## Work item
Among the records that follow, find each line holding the word "woman" and copy it.

## Data shown
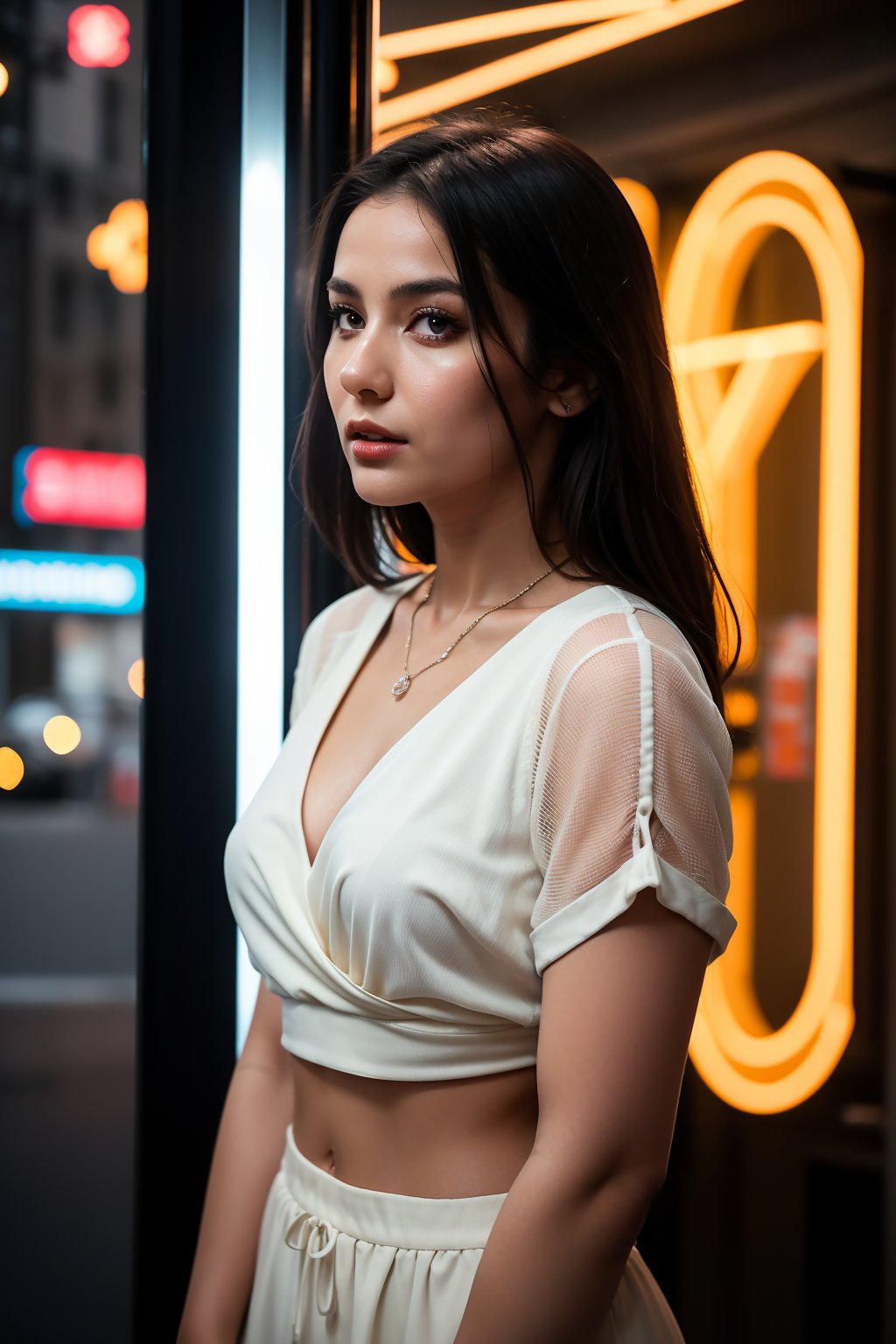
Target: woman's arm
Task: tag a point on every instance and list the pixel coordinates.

...

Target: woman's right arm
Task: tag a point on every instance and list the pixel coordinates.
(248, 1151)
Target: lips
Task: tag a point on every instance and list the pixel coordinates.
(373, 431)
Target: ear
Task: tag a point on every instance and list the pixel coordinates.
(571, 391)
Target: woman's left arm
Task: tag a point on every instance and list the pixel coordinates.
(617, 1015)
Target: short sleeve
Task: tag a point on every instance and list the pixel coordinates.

## Answer for the task
Target: woman's arm
Target: woman's right arm
Target: woman's left arm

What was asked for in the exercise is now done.